Transcribe the records below exactly as they appear, omitting any pictures.
::::::
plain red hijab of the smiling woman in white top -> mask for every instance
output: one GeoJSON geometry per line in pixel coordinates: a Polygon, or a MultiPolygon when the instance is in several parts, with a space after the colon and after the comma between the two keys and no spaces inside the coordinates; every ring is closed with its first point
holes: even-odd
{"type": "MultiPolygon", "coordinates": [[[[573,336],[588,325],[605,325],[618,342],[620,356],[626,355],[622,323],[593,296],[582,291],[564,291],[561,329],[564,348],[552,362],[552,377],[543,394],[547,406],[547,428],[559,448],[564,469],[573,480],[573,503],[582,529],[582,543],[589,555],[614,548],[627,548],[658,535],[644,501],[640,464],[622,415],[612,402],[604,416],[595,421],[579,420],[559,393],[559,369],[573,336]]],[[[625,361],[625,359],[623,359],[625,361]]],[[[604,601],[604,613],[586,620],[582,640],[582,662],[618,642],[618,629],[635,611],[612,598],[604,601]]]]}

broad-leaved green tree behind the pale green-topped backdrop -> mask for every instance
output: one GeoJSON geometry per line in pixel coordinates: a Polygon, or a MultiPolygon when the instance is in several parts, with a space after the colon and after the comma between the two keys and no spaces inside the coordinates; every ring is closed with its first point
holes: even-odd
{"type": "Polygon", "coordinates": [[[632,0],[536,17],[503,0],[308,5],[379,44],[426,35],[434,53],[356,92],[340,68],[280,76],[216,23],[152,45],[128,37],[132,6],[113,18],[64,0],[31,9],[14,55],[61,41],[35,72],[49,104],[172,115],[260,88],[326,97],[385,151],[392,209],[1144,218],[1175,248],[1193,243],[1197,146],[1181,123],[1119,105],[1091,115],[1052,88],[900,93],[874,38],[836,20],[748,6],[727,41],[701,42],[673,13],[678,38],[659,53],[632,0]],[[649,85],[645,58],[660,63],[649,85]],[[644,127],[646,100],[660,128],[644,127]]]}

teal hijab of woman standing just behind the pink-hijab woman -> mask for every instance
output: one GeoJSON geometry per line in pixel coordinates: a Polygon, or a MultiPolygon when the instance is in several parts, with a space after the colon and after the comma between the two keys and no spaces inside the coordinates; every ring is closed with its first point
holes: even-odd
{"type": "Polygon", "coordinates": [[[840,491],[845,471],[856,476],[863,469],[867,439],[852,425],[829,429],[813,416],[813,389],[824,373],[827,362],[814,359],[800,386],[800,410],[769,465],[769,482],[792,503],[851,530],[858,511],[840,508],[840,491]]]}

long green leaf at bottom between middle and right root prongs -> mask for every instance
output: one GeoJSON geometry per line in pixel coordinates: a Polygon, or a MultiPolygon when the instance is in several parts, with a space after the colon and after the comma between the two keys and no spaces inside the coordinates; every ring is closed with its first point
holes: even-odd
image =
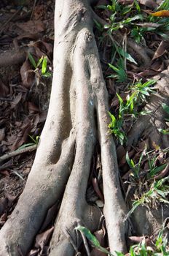
{"type": "MultiPolygon", "coordinates": [[[[79,226],[75,227],[75,230],[79,230],[80,232],[82,232],[84,234],[84,236],[86,236],[87,239],[93,244],[93,246],[95,246],[95,248],[97,248],[101,252],[105,252],[106,254],[111,255],[111,253],[108,250],[106,250],[105,248],[103,248],[101,246],[98,239],[95,236],[93,236],[93,234],[90,232],[90,230],[88,230],[86,227],[79,225],[79,226]]],[[[111,256],[113,256],[113,255],[111,255],[111,256]]]]}

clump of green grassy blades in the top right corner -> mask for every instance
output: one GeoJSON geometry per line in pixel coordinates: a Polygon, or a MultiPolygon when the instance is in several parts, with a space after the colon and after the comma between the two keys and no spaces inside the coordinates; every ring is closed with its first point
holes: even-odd
{"type": "MultiPolygon", "coordinates": [[[[146,14],[141,10],[137,0],[133,1],[133,4],[127,5],[120,4],[117,0],[111,0],[111,4],[101,5],[98,8],[111,12],[109,24],[102,28],[102,31],[106,29],[108,34],[127,27],[130,29],[130,36],[136,42],[144,42],[146,32],[149,31],[160,34],[162,37],[168,37],[165,34],[169,30],[168,18],[154,17],[151,13],[146,14]]],[[[168,0],[162,1],[154,11],[159,10],[169,10],[168,0]]]]}

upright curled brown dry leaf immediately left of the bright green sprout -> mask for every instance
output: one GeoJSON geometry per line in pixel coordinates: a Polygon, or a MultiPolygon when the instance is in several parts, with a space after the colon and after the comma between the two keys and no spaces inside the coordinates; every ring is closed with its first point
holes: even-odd
{"type": "Polygon", "coordinates": [[[31,69],[31,64],[29,63],[28,59],[25,60],[22,67],[20,68],[20,75],[22,78],[23,86],[26,88],[31,88],[34,84],[34,72],[31,69]]]}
::::::
## SOLVED PROBLEM
plain red hijab of the smiling woman in white top -> mask for every instance
output: one GeoJSON geometry per line in pixel coordinates: a Polygon, or a MultiPolygon when the instance is in several parts, with a space after the colon and after the comma between the two keys and no spaces inside the coordinates; every ring is closed with its first point
holes: even-odd
{"type": "MultiPolygon", "coordinates": [[[[573,336],[588,325],[605,325],[618,342],[620,356],[626,355],[622,323],[593,296],[582,291],[564,291],[561,329],[564,348],[552,362],[552,377],[543,394],[547,406],[547,428],[559,448],[564,469],[573,480],[573,503],[582,529],[582,543],[589,555],[614,548],[627,548],[658,535],[644,501],[640,464],[622,415],[612,402],[604,416],[595,421],[579,420],[559,393],[559,369],[573,336]]],[[[625,361],[625,359],[623,359],[625,361]]],[[[604,601],[604,613],[586,620],[582,640],[582,662],[618,642],[618,629],[635,611],[612,598],[604,601]]]]}

broad-leaved green tree behind the pale green-topped backdrop -> mask for every instance
output: one GeoJSON geometry per line in pixel coordinates: a Polygon, or a MultiPolygon when the instance is in several parts, with a space after the colon and after the comma between the two keys and no spaces inside the coordinates; every ring is closed with its first point
holes: even-odd
{"type": "Polygon", "coordinates": [[[632,0],[536,17],[503,0],[308,5],[379,44],[426,35],[434,53],[356,92],[340,68],[280,76],[216,23],[152,45],[128,37],[132,6],[113,18],[64,0],[31,9],[14,55],[61,41],[35,72],[49,104],[172,115],[260,88],[326,97],[385,151],[392,209],[1144,218],[1175,248],[1193,243],[1197,146],[1181,123],[1119,105],[1091,115],[1052,88],[900,93],[874,38],[836,20],[748,6],[727,41],[701,42],[673,13],[678,38],[659,53],[632,0]],[[649,85],[645,58],[660,63],[649,85]],[[644,127],[646,100],[660,128],[644,127]]]}

teal hijab of woman standing just behind the pink-hijab woman -> mask for every instance
output: one GeoJSON geometry per line in pixel coordinates: a Polygon, or a MultiPolygon when the instance is in several parts, with a space after the colon and after the comma between the two keys and no spaces inside the coordinates; every ring is closed with its first point
holes: even-odd
{"type": "Polygon", "coordinates": [[[840,491],[845,471],[856,476],[863,469],[867,439],[852,425],[829,429],[813,416],[813,389],[824,373],[827,362],[814,359],[800,386],[800,410],[769,465],[769,482],[792,503],[851,530],[858,511],[840,508],[840,491]]]}

long green leaf at bottom between middle and right root prongs -> mask for every instance
output: one GeoJSON geometry per line in pixel coordinates: a Polygon, or a MultiPolygon when the instance is in several parts, with a space after the colon and after the comma between the two keys and no spaces inside the coordinates; every ring is closed with its first point
holes: even-odd
image =
{"type": "MultiPolygon", "coordinates": [[[[79,226],[75,227],[75,230],[79,230],[80,232],[82,232],[84,234],[84,236],[86,236],[87,239],[93,244],[93,246],[95,246],[95,248],[97,248],[101,252],[105,252],[106,254],[111,255],[111,253],[108,250],[106,250],[105,248],[103,248],[101,246],[98,239],[95,236],[93,236],[93,234],[90,232],[90,230],[88,230],[86,227],[79,225],[79,226]]],[[[111,256],[113,256],[113,255],[111,255],[111,256]]]]}

clump of green grassy blades in the top right corner -> mask for every instance
output: one GeoJSON geometry per line in pixel coordinates: a Polygon, or a MultiPolygon when the instance is in several parts, with a space after the colon and after the comma between the two keys and no spaces inside the coordinates; every ring is closed with its first point
holes: even-odd
{"type": "MultiPolygon", "coordinates": [[[[146,14],[141,10],[137,0],[133,1],[133,4],[127,5],[120,4],[117,0],[111,0],[111,4],[101,5],[98,8],[111,12],[109,24],[102,28],[102,31],[106,29],[108,34],[127,27],[130,29],[130,36],[136,42],[144,42],[146,32],[149,31],[160,34],[162,37],[168,37],[165,34],[169,30],[168,18],[154,17],[151,13],[146,14]]],[[[168,0],[162,1],[154,11],[159,10],[169,10],[168,0]]]]}

upright curled brown dry leaf immediately left of the bright green sprout -> mask for every instance
output: one GeoJSON geometry per line in pixel coordinates: a Polygon, or a MultiPolygon when the instance is in several parts, with a space after the colon and after the comma between the two keys and no spaces inside the coordinates; every ring is closed with its first point
holes: even-odd
{"type": "Polygon", "coordinates": [[[31,69],[31,64],[29,63],[28,59],[25,60],[22,67],[20,68],[20,75],[22,78],[23,86],[26,88],[31,88],[34,84],[34,72],[31,69]]]}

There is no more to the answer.